─── DATA RECORDS

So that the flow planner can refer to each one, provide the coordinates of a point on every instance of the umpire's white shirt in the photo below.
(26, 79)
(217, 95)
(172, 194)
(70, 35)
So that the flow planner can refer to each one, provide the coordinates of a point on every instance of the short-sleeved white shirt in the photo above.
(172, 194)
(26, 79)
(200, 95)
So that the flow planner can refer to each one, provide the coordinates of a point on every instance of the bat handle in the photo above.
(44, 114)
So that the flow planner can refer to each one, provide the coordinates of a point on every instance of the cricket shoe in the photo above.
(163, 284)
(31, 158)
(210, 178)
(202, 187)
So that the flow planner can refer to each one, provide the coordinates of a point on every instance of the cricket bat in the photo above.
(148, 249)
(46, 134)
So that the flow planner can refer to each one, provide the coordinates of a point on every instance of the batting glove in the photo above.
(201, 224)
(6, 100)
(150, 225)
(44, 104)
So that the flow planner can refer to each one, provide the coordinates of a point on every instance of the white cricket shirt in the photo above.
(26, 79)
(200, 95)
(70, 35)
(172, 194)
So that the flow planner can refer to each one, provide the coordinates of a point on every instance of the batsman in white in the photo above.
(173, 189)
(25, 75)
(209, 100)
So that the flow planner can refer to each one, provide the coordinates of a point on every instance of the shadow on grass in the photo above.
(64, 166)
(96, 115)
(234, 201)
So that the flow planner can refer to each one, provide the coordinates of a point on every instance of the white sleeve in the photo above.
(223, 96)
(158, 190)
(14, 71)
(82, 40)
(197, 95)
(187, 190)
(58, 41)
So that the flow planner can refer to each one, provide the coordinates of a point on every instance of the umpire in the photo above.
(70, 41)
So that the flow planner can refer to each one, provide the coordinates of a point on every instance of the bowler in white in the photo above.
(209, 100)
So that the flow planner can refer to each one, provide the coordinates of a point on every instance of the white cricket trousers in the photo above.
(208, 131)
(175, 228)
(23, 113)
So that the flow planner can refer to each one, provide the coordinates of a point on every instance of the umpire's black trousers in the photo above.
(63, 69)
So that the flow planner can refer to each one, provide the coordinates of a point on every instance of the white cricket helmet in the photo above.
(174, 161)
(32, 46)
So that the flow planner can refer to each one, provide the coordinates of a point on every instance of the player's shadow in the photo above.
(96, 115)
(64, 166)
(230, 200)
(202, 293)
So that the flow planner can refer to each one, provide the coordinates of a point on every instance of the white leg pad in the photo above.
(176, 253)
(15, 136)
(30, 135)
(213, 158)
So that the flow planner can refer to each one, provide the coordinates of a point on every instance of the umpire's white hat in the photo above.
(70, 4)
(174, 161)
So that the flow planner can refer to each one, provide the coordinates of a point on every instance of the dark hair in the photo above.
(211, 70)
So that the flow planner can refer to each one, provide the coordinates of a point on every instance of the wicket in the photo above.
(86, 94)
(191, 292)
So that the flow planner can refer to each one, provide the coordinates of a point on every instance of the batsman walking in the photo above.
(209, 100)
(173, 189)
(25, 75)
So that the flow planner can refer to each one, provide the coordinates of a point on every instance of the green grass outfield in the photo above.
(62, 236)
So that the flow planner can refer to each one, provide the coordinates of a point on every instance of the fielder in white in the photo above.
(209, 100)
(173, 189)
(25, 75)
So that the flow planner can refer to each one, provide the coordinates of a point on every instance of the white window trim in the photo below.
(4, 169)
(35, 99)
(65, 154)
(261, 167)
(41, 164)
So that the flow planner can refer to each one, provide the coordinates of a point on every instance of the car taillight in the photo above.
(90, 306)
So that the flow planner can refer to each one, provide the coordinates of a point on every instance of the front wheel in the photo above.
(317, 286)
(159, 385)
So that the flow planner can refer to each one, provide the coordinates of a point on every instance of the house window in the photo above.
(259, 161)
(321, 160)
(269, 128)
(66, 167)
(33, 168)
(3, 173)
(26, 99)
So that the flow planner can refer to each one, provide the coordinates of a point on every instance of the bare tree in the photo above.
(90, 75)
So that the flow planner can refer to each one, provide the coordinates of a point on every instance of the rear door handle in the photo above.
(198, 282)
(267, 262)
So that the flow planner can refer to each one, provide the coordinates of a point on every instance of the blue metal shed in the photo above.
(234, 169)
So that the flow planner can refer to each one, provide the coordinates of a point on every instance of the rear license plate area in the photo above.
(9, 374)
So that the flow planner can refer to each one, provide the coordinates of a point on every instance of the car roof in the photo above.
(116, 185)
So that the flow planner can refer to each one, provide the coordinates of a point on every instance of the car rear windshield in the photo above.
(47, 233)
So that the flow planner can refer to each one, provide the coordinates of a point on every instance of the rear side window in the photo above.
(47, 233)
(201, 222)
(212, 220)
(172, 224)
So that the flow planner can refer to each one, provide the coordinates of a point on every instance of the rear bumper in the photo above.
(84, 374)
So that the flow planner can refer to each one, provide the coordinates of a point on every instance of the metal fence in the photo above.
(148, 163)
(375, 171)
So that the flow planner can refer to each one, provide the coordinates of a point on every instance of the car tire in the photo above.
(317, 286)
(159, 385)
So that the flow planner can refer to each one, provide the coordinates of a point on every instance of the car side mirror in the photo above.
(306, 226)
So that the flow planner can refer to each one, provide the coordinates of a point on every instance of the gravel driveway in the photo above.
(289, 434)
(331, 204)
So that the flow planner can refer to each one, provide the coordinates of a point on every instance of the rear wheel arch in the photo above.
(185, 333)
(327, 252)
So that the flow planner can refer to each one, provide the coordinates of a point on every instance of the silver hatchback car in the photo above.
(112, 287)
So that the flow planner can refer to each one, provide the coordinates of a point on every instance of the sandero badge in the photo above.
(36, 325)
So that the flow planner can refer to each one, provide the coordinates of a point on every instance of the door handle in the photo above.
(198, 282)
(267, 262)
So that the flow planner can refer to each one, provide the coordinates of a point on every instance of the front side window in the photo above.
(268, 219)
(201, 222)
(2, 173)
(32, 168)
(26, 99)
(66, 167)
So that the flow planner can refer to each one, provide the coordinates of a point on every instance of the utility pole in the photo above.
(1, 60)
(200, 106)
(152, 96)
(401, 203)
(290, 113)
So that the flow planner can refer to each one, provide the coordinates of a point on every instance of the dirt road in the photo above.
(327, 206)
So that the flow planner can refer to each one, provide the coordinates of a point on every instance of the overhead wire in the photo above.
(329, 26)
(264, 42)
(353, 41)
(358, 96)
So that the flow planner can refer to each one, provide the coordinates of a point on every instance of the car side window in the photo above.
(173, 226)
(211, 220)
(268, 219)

──────

- **PROBLEM TO WORK ON**
Each line from the one containing "road in the photo above." to the close of the records must appear in the output exactly, and no other line.

- **RESULT OF THIS TASK**
So that the flow planner can refer to each one, provide the coordinates of a point on every instance of the dirt road in the photo above.
(327, 206)
So that the flow planner can refer to each one, provide the coordinates of a point on every instance of the overhead wire in the photo above.
(329, 26)
(264, 42)
(353, 41)
(358, 96)
So that the flow planner can refer to each one, provide the coordinates of a point on every instance of the car side window in the photo above.
(173, 226)
(211, 220)
(268, 219)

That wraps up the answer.